What you need to do =>
From the line containing "Spot the door" to the end of the data, retype every line exactly and nothing else. Drop the pictures.

[Named-object pointing records]
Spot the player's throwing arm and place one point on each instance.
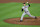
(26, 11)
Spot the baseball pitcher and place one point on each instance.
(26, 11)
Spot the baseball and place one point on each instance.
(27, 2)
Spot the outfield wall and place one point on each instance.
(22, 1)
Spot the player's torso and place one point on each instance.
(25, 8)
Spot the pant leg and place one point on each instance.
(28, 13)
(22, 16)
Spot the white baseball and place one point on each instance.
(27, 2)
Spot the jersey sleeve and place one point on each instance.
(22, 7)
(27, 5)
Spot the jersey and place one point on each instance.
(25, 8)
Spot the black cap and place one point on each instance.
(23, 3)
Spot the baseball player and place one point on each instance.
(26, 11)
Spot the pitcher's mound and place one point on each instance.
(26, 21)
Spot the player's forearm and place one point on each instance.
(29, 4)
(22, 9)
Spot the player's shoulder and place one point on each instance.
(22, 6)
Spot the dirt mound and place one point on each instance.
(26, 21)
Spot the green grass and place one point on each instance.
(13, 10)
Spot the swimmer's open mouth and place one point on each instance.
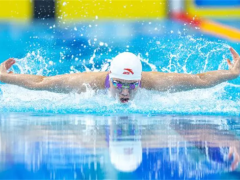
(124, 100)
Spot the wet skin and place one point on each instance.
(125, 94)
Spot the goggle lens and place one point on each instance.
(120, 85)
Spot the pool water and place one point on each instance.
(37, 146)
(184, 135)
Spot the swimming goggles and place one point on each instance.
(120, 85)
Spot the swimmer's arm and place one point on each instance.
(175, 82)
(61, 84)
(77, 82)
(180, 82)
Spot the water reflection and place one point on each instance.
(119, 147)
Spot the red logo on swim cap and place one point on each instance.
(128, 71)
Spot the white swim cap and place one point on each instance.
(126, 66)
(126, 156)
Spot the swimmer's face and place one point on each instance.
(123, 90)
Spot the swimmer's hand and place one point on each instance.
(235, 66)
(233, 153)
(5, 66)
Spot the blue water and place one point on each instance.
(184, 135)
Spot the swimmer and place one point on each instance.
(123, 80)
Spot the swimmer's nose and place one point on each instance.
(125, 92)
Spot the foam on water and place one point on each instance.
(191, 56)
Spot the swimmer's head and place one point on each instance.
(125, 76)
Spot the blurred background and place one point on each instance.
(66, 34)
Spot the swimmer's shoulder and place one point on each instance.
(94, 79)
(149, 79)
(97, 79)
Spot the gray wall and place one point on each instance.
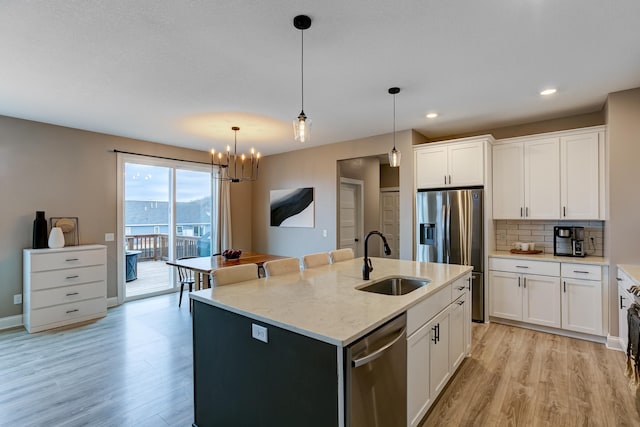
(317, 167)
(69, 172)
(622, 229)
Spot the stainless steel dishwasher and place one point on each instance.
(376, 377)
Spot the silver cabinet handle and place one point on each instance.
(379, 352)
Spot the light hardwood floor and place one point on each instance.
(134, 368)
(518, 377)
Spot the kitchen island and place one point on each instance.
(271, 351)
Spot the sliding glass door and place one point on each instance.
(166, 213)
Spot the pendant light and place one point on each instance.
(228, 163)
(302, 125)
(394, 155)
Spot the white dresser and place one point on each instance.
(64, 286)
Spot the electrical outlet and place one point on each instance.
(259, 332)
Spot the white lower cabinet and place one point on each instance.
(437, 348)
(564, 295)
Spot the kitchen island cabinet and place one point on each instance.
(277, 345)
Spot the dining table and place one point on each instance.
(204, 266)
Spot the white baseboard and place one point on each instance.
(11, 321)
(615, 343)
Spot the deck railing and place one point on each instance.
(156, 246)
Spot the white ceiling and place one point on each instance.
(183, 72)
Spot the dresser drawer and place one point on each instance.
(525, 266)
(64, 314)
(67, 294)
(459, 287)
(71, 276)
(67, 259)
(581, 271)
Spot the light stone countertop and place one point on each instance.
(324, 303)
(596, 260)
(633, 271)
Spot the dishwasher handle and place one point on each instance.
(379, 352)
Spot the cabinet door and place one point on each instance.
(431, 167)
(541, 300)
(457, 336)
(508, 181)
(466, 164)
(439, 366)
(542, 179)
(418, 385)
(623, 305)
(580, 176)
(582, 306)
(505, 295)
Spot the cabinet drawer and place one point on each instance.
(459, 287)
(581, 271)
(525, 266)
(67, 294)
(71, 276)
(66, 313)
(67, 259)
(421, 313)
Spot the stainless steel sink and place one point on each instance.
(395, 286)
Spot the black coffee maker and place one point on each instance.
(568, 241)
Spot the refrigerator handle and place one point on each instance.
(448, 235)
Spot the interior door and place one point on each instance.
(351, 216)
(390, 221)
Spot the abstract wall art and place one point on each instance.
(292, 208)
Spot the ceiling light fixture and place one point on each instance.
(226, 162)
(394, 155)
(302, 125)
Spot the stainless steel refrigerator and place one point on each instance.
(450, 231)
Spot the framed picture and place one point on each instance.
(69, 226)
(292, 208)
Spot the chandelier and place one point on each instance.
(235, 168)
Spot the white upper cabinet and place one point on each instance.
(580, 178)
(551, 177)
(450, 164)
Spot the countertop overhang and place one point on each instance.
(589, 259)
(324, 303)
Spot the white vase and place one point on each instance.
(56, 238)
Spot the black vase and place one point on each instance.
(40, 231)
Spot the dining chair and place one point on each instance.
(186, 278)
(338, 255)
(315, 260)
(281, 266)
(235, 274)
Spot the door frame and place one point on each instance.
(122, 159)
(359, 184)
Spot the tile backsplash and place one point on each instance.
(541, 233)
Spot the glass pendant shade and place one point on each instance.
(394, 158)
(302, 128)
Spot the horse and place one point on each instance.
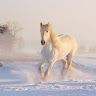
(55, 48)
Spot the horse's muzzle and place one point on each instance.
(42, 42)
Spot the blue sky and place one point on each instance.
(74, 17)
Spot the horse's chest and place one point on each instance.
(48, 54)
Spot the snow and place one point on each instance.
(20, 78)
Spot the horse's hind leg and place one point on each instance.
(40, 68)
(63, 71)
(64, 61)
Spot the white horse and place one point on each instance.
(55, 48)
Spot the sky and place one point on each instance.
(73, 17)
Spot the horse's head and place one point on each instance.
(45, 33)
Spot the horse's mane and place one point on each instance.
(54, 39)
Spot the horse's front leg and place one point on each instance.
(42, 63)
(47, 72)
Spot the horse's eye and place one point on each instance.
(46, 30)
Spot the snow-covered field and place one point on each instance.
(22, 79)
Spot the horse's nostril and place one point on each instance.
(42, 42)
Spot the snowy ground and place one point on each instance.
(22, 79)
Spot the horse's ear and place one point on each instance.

Full solution =>
Spot the door frame and place one point on each instance.
(122, 159)
(359, 184)
Spot the tile backsplash and place one point on each instance.
(541, 233)
Spot the glass pendant shade and place one point on each instance.
(394, 158)
(302, 128)
Spot the horse and place one point on each instance.
(55, 48)
Spot the horse's muzzle and place one point on each instance.
(42, 42)
Spot the blue sky and place one point on each instance.
(74, 17)
Spot the horse's chest and place one point on each instance.
(48, 54)
Spot the snow and place one point on each instance.
(20, 78)
Spot the horse's hind leg and place one point on each instance.
(40, 68)
(63, 71)
(64, 61)
Spot the white horse and place one point on each instance.
(55, 48)
Spot the sky and place one point on each instance.
(73, 17)
Spot the horse's head and place one point on each instance.
(45, 33)
Spot the horse's mane and place one point on each instance.
(54, 39)
Spot the horse's front leg and place one point on each instance.
(42, 63)
(47, 72)
Spot the horse's eye and place one point on each instance.
(46, 30)
Spot the snow-covered field and place one point on each instance.
(22, 79)
Spot the horse's nostril and place one point on each instance.
(42, 42)
Spot the snowy ground and place one point on each instance.
(22, 79)
Spot the horse's ear and place one point on each instance.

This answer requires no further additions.